▶ [Source text]:

.....

Ni Komang Erviani, The Jakarta Post, Denpasar | Sat, 12/27/2008 10:55 AM
As many as 7,000 individuals in Bali suffer from various types of severe mental illness, with many subjected to physical abuse by their families, according to a 2008 survey conducted by the Suryani Institute for Mental Health.
A large majority of these people have never received proper treatment, the survey said.
"Most of them have suffered from the illnesses for more than five years," the institute's secretary Cokorda Bagus Jaya Lesmana said here recently.
The Institute was founded by the island's leading psychiatrist Prof. Dr. LK Suryani.
She rose to prominence after breakthrough research and treatment she conducted by combining Balinese ancient healing methods with modern psychiatry. She is well known for being outspoken, and often controversial, on the province's major contemporary issues.
Jaya Lesmana disclosed a large number of the mental illnesses cases were triggered by depression related to economic problems.
"The economic problems and hardships trigger stress and depression, which later escalate into mental disturbances," he said.
Most of the 7,000 mentally ill individuals live in Karangasem, a regency some 80 kilometers east of Denpasar and one of the island's poorest regions. The survey found 895 cases in the regency.
"The fact that the regency has a chronic poverty problem must have something to do with its high number of mental illness cases," he added.
Jaya Lesmana said a large majority of the cases had never been treated properly.
He said many families still used the traditional method of chaining people with mental illness to heavy wooden logs to restrain their movements and prevent them from hurting anybody, including themselves.
"The survey found 200 individuals were still being subjected to this method," he said.

.....

[Rows excerpted from a collection]
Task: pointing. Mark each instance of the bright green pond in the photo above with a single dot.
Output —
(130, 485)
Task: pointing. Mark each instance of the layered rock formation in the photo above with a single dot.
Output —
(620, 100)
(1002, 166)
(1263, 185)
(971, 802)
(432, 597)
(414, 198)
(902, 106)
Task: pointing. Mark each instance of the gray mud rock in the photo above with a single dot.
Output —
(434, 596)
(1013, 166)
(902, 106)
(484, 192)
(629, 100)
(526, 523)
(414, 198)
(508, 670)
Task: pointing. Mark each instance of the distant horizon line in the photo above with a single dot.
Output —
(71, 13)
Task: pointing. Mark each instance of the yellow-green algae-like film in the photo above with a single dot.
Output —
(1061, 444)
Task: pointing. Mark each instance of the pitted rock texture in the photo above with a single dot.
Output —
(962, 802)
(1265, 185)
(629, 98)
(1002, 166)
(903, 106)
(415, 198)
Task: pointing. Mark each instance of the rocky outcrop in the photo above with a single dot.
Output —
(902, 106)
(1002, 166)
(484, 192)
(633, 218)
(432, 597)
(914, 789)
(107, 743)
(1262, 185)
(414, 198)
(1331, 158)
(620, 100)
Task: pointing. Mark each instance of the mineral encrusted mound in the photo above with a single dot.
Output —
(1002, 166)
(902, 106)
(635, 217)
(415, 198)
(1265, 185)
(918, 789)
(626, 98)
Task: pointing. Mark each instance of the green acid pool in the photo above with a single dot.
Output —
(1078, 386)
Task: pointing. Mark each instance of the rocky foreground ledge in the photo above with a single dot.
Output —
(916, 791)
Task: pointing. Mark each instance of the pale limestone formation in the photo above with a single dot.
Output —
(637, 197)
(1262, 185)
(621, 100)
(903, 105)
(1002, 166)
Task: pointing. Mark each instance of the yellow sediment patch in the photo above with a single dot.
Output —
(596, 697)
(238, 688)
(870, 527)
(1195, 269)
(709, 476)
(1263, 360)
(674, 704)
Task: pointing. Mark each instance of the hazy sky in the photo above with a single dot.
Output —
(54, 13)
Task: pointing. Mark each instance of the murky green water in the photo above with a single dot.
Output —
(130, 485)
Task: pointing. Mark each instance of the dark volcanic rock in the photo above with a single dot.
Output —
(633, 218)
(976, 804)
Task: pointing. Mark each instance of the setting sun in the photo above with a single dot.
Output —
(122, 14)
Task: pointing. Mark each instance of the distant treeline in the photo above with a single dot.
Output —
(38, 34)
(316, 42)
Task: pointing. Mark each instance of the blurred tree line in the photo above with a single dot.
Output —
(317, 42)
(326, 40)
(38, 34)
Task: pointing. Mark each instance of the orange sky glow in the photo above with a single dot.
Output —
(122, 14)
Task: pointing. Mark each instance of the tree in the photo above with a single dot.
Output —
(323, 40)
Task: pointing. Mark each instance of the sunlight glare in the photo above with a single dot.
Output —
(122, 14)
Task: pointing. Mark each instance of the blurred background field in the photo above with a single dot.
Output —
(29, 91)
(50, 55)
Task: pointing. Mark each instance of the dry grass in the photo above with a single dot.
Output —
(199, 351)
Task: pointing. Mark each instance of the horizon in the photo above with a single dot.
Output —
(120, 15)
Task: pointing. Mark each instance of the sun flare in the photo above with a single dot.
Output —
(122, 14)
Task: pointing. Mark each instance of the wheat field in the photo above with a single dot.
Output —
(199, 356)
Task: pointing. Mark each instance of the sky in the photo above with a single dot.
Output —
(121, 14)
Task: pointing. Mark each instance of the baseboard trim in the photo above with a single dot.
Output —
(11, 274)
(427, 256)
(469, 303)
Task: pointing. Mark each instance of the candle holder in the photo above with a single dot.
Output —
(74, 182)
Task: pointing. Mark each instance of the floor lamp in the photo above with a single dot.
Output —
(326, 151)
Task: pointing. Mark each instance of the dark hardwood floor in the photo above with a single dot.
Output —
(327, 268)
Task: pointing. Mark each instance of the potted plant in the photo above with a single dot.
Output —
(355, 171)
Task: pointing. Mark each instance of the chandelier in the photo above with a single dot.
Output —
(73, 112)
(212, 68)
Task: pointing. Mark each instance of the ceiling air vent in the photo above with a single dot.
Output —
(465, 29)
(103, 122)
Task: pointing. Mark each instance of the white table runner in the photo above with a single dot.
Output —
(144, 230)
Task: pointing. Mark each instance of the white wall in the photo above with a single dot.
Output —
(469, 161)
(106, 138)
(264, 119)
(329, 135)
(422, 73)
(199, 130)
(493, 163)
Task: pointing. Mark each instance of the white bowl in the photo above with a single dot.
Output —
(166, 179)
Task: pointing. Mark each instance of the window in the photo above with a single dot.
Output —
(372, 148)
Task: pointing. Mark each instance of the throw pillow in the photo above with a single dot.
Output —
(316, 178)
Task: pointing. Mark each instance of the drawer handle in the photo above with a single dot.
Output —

.....

▶ [Exercise goal]: In the article on mental illness in Bali, how many people did the survey find were still chained to heavy wooden logs by their families?

▶ [Exercise response]: 200 people